[Dataset records]
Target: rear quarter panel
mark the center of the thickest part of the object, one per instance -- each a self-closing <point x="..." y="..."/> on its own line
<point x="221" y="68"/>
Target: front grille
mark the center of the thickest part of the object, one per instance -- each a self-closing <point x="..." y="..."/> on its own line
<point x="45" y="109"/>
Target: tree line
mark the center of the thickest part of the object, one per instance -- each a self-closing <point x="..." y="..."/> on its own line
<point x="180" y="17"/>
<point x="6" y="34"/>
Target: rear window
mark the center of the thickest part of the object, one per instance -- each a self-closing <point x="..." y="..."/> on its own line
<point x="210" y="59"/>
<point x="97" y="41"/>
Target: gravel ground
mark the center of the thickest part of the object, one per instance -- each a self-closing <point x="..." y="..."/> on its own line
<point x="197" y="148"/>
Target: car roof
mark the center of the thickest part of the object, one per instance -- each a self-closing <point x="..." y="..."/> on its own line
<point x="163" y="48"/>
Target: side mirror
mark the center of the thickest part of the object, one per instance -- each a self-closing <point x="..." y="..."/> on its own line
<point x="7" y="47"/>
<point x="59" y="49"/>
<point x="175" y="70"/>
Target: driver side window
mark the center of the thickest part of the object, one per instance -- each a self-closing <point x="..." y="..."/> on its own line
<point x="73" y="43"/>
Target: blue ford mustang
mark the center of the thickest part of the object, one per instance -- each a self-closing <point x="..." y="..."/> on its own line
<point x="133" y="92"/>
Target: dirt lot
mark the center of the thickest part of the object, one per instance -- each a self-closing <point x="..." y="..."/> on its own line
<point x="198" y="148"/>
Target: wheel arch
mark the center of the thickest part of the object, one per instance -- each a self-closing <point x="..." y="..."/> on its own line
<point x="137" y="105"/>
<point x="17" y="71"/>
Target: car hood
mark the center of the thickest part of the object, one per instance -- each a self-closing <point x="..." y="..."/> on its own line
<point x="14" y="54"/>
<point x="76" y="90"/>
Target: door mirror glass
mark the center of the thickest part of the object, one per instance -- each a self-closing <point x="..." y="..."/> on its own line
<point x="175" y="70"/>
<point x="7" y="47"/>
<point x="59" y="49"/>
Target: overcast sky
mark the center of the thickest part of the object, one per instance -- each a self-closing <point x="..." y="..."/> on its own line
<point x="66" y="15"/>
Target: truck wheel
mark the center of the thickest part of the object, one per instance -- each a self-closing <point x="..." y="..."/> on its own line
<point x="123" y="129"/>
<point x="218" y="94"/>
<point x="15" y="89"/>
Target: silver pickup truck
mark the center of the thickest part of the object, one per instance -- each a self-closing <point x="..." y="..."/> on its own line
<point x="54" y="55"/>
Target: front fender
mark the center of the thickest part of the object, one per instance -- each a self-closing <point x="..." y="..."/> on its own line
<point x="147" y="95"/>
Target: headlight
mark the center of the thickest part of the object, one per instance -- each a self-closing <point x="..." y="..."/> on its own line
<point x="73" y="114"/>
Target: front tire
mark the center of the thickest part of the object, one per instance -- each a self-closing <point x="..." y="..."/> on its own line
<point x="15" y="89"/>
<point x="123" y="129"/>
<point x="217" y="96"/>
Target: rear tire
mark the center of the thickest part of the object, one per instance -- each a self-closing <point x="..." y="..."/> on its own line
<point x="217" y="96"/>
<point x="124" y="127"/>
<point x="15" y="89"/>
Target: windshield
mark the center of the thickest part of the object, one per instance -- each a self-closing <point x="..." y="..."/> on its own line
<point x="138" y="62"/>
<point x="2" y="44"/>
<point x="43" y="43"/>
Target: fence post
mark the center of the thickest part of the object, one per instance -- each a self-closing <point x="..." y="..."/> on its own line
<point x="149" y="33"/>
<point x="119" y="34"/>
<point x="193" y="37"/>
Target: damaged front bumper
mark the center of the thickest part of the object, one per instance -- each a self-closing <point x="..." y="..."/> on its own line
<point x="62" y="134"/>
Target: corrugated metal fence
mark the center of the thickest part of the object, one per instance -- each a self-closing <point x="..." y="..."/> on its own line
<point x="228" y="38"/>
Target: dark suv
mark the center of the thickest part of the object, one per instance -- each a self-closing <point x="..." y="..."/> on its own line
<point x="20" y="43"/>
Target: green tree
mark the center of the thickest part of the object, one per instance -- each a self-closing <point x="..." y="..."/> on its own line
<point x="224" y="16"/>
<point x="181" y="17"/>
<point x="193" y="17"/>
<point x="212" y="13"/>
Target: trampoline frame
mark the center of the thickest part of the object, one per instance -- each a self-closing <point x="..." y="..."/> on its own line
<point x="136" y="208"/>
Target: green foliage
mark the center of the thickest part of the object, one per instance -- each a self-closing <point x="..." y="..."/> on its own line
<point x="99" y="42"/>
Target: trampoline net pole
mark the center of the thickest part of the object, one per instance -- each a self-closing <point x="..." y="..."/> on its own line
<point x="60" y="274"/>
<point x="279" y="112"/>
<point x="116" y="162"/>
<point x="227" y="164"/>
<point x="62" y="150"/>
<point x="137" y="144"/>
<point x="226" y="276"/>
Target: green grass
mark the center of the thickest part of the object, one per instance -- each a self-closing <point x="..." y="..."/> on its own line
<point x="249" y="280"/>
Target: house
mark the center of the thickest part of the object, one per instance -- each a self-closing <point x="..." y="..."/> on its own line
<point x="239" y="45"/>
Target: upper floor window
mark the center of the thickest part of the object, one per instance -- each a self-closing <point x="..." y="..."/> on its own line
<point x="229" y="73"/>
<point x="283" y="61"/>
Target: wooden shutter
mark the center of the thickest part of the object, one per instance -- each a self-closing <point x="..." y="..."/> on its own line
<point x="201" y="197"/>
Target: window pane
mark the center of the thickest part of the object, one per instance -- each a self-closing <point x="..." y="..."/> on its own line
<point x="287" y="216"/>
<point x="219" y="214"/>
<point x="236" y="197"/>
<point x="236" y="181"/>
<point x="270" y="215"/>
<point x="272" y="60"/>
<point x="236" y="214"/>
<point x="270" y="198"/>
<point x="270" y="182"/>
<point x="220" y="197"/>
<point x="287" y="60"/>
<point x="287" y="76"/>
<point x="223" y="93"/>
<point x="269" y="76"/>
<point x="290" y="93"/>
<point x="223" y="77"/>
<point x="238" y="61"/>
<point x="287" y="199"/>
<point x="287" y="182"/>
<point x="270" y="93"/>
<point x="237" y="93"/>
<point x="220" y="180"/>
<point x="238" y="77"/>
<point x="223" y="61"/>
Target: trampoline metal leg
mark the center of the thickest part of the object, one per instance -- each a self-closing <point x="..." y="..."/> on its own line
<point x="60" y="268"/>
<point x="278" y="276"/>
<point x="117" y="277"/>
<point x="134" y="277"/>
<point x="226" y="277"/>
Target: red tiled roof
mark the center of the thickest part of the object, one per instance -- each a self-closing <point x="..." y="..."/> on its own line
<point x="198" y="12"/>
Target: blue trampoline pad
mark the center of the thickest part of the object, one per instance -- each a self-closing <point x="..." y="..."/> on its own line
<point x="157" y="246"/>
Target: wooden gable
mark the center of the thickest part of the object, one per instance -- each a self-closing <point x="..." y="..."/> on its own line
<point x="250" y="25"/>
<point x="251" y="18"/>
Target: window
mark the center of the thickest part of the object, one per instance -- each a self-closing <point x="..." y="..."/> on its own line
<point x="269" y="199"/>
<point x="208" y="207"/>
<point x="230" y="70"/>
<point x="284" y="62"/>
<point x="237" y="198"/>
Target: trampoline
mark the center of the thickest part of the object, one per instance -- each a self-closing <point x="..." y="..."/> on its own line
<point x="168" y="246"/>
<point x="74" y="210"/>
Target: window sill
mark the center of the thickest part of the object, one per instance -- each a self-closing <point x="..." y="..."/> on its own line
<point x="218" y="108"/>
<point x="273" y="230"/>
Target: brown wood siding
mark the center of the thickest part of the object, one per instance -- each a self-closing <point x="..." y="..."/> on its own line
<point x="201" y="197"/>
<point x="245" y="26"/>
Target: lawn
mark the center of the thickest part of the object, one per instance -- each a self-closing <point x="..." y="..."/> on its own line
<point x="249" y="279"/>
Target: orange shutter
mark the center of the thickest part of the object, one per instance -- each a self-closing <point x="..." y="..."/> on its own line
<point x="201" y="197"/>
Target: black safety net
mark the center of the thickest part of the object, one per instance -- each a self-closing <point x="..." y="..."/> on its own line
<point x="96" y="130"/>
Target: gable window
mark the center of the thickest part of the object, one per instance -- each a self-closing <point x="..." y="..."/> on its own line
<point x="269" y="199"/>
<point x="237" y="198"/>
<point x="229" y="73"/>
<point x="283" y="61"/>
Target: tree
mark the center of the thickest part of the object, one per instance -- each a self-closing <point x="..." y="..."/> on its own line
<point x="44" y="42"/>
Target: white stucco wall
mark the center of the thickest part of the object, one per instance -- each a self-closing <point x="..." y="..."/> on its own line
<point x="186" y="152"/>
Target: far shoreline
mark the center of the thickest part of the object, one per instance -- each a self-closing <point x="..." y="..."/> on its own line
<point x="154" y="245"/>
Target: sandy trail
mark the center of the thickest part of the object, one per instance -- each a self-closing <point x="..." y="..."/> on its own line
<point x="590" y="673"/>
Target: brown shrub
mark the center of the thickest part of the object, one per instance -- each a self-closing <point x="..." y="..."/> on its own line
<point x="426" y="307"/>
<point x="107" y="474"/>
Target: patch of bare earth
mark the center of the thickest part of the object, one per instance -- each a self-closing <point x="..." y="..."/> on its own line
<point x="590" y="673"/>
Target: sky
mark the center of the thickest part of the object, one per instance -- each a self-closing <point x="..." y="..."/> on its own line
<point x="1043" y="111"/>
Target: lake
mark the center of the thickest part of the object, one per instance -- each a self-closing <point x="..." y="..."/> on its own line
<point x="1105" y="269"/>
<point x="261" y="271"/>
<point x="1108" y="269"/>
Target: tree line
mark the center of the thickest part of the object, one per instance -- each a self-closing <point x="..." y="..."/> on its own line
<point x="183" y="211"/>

#### Problem requirements
Please give back the records exactly as written, beginning at the first line and including the line that holds "Target: dirt lot" as the last.

#### Solution for this problem
Target: rear quarter panel
mark the center of the thickest part of the object, one per instance -- each a self-closing <point x="..." y="..."/> on its own line
<point x="221" y="68"/>
Target: front grille
mark the center of the thickest part of the object, one per instance -- each a self-closing <point x="..." y="..."/> on its own line
<point x="45" y="109"/>
Target: tree line
mark the center of the thickest part of the object, one per instance -- each a self-closing <point x="..." y="..."/> on its own line
<point x="180" y="17"/>
<point x="6" y="34"/>
Target: rear window
mark the center of the thickest part of the object, one per instance -- each a self-closing <point x="..." y="..."/> on its own line
<point x="210" y="59"/>
<point x="97" y="41"/>
Target: gravel ground
mark the center of the thickest part of the object, one per instance -- each a self-closing <point x="..." y="..."/> on its own line
<point x="197" y="148"/>
Target: car roof
mark the center of the thickest part of the object, one per instance -- each a self-closing <point x="..." y="..."/> on its own line
<point x="163" y="48"/>
Target: side mirror
mark the center of the thickest part of the object, one per instance -- each a self-closing <point x="..." y="..."/> on its own line
<point x="7" y="47"/>
<point x="59" y="49"/>
<point x="175" y="70"/>
Target: driver side window
mark the center of the thickest part of the object, one per instance -- each a self-closing <point x="..." y="..."/> on its own line
<point x="73" y="43"/>
Target: blue ford mustang
mark the center of the thickest part of the object, one per instance -- each a self-closing <point x="..." y="..."/> on its own line
<point x="133" y="92"/>
Target: dirt lot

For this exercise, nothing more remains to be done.